■ Using the information
1: Summarize the KC-97G kit first look in two sentences.
2: Write a continuation of the KC-97G kit first look, picking up after its final sentence.

■ Provided text
----------
Minicraft 1/144 KC-97G Kit First Look
|Date of Review||May 2010||Manufacturer||Minicraft|
|Kit Number||14610||Primary Media||Styrene|
|Pros||Simple build, nice details||Cons||See text|
|Skill Level||Basic||MSRP (USD)||$24.95|
It was becoming obvious that the fuel-hungry turbine engines would not allow these first generations of fighters and bombers to venture far from home base without a means to refuel them. In order for the new Strategic Air Command to get its jet fighters and jet bombers to support its global reach strategy, they turned to aerial refueling.
One technique, the 'probe and drogue,' involves reeling out a hose from the tanker and having the receiving aircraft 'plug' into a coupler at the end of the hose with a refueling probe mounted on the receiver. This technique was adopted initially by the USAF, universally by the USN and USMC, and is the most common type of air refueling around the world today.
----------
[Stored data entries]
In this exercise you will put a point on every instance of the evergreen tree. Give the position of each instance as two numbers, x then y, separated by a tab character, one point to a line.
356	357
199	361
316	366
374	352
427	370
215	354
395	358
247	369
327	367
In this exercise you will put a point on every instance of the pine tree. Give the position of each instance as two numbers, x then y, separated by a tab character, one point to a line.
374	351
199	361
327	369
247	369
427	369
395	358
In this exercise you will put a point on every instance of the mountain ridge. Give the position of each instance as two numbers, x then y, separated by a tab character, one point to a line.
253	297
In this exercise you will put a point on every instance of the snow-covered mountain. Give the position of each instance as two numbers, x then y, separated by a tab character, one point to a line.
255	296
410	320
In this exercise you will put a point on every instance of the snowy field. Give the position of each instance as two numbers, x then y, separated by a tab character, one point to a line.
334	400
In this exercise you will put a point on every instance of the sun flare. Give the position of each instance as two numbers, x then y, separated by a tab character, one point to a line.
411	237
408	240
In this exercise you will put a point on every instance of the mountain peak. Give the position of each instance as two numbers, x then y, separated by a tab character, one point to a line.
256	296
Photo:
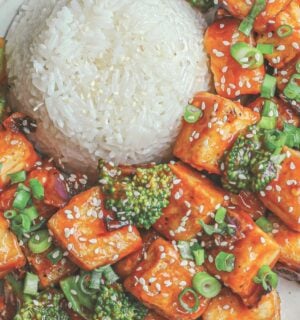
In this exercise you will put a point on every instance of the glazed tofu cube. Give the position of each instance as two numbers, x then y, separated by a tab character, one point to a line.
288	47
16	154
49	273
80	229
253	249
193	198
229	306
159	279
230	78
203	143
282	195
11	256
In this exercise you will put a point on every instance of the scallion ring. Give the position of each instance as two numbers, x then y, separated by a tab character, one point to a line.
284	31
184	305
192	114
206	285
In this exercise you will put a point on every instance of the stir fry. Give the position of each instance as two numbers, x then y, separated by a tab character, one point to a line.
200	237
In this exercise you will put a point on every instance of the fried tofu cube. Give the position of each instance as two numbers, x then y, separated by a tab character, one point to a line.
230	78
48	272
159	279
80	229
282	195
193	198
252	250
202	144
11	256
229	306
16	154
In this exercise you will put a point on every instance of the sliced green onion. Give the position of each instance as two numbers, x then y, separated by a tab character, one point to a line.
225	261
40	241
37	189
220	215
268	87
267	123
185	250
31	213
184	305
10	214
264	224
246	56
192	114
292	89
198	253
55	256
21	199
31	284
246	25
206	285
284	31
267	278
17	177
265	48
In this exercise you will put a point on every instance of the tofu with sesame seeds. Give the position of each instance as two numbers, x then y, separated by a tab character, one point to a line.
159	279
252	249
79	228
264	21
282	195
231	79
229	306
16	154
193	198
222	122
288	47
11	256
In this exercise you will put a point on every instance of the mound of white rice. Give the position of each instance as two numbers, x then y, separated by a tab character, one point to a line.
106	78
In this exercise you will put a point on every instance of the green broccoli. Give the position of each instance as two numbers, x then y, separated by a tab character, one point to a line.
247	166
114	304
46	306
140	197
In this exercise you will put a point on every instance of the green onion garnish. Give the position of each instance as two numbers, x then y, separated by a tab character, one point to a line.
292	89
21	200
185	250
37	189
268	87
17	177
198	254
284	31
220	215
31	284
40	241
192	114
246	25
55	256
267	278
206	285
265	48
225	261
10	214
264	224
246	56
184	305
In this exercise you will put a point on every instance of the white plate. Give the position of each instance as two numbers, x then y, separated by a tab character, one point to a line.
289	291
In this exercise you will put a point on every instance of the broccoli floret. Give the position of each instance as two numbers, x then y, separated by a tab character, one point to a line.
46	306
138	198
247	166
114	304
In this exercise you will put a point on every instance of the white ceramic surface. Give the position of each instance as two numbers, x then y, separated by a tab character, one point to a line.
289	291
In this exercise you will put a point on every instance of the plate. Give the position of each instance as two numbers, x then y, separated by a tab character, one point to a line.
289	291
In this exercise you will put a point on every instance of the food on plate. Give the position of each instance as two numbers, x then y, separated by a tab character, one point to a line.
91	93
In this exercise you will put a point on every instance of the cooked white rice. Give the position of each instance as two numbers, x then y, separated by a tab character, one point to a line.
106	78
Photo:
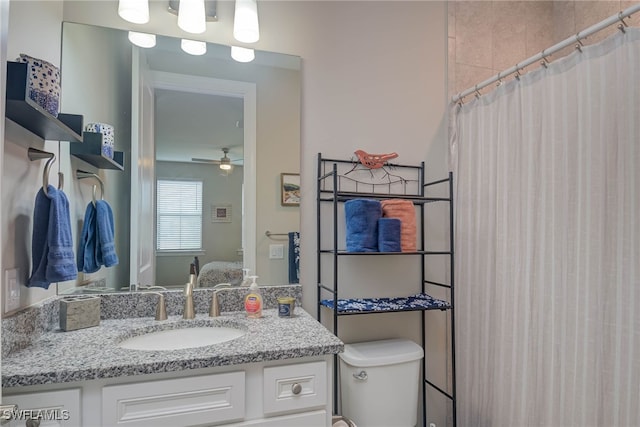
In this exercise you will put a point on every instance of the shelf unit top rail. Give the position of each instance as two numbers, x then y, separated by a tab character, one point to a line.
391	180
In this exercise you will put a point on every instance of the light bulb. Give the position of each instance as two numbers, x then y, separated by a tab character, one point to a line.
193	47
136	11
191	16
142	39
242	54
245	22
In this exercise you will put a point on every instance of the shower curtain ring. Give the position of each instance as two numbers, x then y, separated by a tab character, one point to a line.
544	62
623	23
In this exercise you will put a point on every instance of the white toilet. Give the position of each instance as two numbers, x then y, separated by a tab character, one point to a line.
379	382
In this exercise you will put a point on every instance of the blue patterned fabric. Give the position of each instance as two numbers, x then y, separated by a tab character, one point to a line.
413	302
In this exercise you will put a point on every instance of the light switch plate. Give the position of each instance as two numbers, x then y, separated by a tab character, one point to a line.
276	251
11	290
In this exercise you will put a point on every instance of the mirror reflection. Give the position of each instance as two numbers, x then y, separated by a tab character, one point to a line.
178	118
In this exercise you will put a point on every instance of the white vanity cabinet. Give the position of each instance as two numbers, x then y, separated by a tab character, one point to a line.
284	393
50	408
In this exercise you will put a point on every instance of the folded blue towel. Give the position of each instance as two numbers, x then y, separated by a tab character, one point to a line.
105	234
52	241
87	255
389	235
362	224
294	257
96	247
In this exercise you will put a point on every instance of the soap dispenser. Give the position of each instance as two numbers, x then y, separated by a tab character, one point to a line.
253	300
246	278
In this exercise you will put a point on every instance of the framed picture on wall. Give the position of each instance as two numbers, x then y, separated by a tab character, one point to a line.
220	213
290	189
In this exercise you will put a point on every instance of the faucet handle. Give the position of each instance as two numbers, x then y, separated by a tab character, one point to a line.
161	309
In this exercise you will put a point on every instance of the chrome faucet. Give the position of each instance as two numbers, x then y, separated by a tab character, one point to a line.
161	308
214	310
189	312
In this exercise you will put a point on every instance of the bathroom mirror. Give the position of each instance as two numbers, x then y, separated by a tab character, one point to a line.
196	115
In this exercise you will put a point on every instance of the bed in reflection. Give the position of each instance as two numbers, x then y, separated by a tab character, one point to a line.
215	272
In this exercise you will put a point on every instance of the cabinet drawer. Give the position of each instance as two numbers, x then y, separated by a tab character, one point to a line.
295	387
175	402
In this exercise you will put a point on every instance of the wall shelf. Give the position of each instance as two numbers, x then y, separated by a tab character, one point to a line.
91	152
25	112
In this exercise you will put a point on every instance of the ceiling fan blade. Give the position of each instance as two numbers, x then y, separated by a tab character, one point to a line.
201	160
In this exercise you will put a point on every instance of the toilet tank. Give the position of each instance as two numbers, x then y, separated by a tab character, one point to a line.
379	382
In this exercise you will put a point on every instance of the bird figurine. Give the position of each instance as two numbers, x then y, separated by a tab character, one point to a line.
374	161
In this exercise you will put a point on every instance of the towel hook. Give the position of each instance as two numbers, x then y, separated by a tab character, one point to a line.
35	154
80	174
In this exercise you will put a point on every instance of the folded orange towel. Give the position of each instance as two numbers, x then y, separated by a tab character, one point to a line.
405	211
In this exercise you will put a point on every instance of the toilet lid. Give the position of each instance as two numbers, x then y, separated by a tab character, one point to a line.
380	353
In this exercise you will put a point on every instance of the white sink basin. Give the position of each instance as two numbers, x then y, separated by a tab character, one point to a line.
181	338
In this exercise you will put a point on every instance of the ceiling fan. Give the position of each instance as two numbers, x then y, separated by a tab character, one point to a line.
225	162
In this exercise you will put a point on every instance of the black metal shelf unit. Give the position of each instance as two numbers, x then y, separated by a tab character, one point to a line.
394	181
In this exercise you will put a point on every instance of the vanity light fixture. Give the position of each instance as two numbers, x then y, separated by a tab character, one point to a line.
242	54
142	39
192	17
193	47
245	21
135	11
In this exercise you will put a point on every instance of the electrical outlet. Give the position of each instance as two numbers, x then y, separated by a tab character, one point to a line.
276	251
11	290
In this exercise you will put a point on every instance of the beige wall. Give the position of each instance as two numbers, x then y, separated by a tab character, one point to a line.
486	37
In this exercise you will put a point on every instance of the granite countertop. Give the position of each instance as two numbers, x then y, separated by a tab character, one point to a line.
----------
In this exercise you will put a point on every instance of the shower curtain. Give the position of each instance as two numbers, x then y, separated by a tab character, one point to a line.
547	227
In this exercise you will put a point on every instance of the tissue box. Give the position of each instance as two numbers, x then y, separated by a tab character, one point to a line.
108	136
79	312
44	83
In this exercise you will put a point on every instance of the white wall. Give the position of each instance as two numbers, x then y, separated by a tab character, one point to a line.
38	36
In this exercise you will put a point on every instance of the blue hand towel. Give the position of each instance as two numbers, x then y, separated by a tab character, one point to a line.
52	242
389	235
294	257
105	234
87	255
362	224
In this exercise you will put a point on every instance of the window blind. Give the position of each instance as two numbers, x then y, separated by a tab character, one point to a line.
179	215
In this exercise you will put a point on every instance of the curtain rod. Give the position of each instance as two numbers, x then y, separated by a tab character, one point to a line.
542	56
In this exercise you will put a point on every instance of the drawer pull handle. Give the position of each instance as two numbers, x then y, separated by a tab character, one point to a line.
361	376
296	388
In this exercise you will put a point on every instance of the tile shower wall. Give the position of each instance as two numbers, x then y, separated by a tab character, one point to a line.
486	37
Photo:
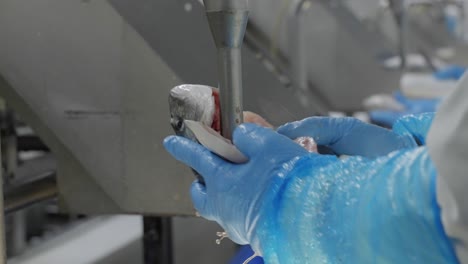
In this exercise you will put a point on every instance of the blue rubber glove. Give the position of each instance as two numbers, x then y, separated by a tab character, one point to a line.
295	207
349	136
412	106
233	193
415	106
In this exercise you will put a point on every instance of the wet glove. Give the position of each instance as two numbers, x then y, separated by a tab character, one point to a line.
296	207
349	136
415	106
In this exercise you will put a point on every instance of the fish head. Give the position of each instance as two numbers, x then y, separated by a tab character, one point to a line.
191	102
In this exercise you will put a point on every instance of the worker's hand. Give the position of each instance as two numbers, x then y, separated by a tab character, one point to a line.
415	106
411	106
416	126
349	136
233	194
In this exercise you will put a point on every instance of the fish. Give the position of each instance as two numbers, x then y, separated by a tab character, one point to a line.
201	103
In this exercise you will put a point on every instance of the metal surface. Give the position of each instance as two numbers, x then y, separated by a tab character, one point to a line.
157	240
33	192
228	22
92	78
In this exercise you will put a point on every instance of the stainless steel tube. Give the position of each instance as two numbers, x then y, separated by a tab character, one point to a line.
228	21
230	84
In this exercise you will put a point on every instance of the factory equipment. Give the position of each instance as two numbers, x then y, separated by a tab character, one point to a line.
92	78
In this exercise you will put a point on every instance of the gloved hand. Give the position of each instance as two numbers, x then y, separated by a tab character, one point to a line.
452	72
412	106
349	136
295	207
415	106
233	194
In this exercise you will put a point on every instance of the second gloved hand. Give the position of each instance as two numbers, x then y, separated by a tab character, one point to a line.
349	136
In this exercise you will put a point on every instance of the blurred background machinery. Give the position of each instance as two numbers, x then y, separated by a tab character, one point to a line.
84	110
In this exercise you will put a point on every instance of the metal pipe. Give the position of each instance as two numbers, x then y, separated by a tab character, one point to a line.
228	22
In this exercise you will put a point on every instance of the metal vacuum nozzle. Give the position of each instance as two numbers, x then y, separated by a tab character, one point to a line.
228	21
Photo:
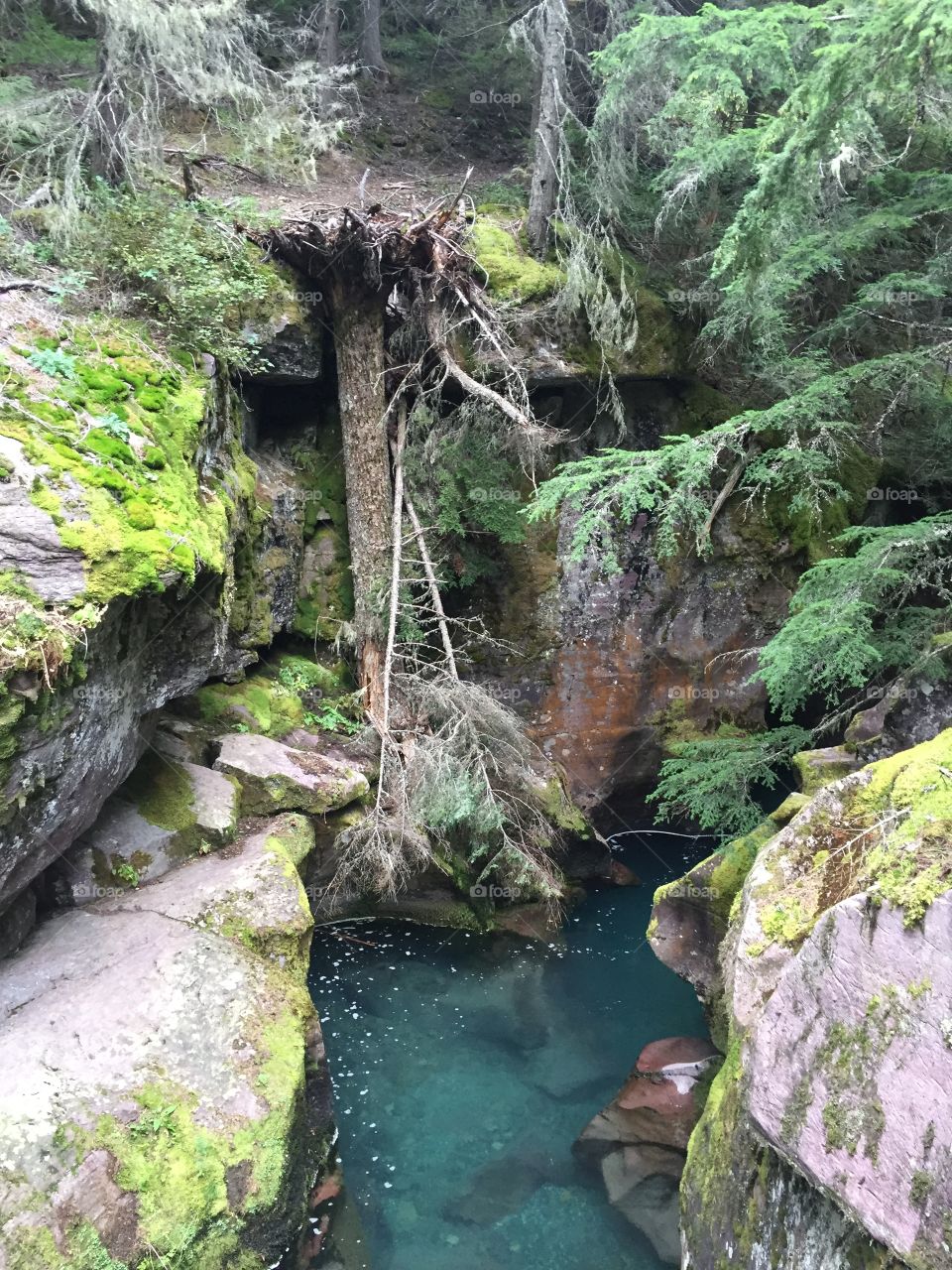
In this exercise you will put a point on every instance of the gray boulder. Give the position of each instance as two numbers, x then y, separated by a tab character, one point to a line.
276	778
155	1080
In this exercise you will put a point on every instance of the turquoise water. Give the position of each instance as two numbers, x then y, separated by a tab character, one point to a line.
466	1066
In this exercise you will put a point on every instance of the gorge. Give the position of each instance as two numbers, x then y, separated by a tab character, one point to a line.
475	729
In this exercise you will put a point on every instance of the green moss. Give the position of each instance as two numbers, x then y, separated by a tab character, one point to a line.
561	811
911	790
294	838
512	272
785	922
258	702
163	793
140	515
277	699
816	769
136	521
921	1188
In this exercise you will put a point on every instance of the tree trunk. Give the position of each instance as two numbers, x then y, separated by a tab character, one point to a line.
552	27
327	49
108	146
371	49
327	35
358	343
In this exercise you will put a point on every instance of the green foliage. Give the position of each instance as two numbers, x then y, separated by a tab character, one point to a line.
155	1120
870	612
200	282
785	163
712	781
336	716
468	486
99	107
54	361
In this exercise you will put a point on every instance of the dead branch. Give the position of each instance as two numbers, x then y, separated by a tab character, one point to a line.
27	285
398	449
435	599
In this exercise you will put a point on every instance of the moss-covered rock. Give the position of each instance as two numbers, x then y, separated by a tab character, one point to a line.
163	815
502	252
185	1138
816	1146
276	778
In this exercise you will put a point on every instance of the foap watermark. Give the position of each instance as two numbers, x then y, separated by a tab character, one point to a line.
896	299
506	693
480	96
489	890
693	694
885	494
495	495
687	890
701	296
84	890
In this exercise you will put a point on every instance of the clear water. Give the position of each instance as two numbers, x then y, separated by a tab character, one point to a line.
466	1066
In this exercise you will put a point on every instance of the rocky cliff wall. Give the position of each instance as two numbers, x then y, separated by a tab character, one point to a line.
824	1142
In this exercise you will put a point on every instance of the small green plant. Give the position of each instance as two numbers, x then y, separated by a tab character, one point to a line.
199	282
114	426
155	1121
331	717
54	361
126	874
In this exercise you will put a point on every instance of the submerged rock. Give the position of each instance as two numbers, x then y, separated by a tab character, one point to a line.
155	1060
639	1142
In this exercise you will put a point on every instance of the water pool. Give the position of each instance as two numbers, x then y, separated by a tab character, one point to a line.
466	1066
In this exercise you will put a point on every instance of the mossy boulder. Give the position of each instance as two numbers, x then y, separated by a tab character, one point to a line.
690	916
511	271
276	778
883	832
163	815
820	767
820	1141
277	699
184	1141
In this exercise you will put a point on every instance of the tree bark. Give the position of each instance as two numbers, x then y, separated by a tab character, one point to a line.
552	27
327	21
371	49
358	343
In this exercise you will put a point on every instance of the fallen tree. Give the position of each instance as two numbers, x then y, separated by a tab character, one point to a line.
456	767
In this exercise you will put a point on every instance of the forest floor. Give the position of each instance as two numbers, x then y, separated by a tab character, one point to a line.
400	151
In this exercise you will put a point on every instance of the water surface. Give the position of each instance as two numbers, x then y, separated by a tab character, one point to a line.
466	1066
----------
■ Outputs in order
1: Because fuel-hungry turbine engines kept the first generations of jet fighters and bombers from venturing far from home base, the new Strategic Air Command turned to aerial refueling to support its global reach strategy. One technique, the probe and drogue, has the receiving aircraft plug a refueling probe into a coupler at the end of a hose reeled out from the tanker; it was adopted initially by the USAF and universally by the USN and USMC, and it is the most common type of air refueling around the world today.

2:
The technique adopted by the USAF reversed the probe and drogue process. Instead of the probe being mounted on the receiving aircraft, it is mounted on the tanker. The receiver has a receptacle installed on the airframe that opens to allow the boom operator on the tanker to 'fly' the probe (or boom) to the receptacle and 'plug in'.
While many early USAF jet fighters were capable of boom or probe and drogue refueling, the bombers were dedicated to the boom. Supplementing the early KB-29 tankers, the Boeing KC-97 became the mainstay tanker for the USAF. One problem this early tanker faced was fuel. It had to carry sufficient gasoline to power its thirsty radial engines out to a designated refueling point somewhere in the world, loiter out there for however long it took to refuel a planned mission, then return to base. This doesn't sound too difficult for a long-range transport, but some of its fuel tanks had to be cut off and dedicated for JP4 (jet fuel) storage. If the tanker couldn't deliver sufficient fuel to cover all of the planned receivers (fighters and/or bombers), then there was no point in its existence. In addition to converting some of its internal fuel tanks for JP4 storage, additional cells were added to the cargo bay and in two external fuel tanks.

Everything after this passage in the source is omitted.